Data Vizualisation Project

Process Book

Link to PDF version Click on a week below to see the corresponding part of the process book.
Overview Week 1 Week 2 Week 3 Week 4 Week 5 Week 6 Week 7 Peer Review

“Why should Beyoncé be the next headline of the Montreux Jazz Festival?”. Even though this question may seem cheeky, it presents the purpose of our visualization: reconstructing the evolution of the music performed at the Montreux Jazz Festival.

As such, we used their database to show that Jazz hasn’t always been the predominant style of each edition of the Festival. Even though this visualization was inspired by Dr Benzi’s “Evolution of genres in the Montreux Jazz Festival”, this visualization uses a different approach to show how this has evolved.

The process book that follows is a week-by-week account of our project answering all questions that would be tackled in a scientific report with the difference that it is more personal and more true to the path we followed.

As we have formed our team on the first week of class, we already had an idea of what project we wanted to do. We are all fond of music, particularly Jazz, so it was only natural that we work with the Montreux Jazz Festival (MJF) dataset the teacher mentioned throughout the course. However, our idea was far from set, let alone from being well thought out.

◆ RECORDED DATA
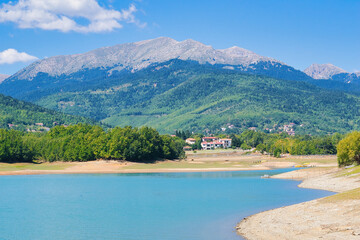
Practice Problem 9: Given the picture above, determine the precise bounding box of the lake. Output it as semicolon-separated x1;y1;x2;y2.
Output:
0;169;331;240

◆ TASK TO CARRY OUT
Return, word for word, the passage of the process book above that opens with the words containing "As such, we" and closes with "this has evolved.".

◆ OUTPUT
As such, we used their database to show that Jazz hasn’t always been the predominant style of each edition of the Festival. Even though this visualization was inspired by Dr Benzi’s “Evolution of genres in the Montreux Jazz Festival”, this visualization uses a different approach to show how this has evolved.